Source data:
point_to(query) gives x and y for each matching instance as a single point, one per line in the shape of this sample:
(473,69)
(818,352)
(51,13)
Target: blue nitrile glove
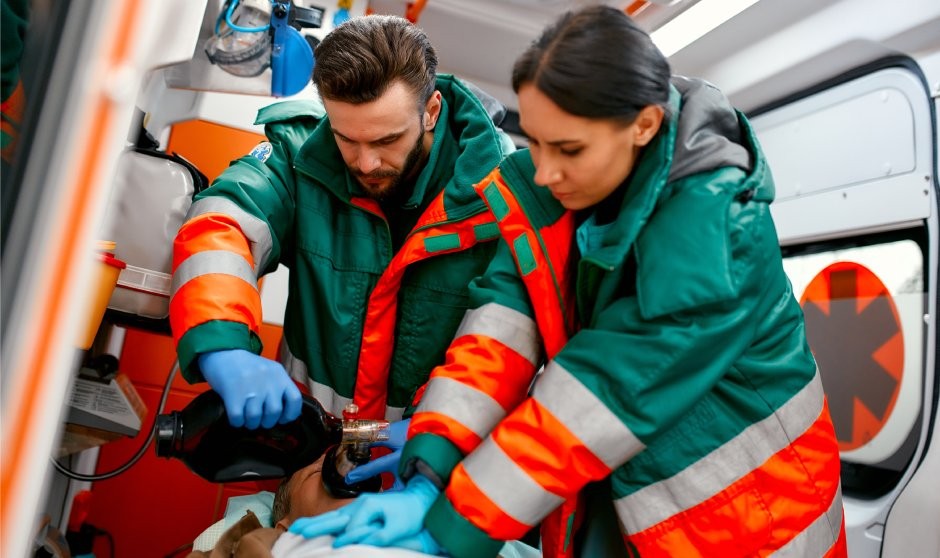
(256,391)
(385,519)
(397,436)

TASK GOAL. The entries are to be written out again exactly, without their pictures.

WRITTEN ANSWER.
point_to(query) gives x and y for each matching instance as a single point, one per line in the shape of this sample:
(473,69)
(818,352)
(51,13)
Target: blue nitrile glove
(256,391)
(385,519)
(397,436)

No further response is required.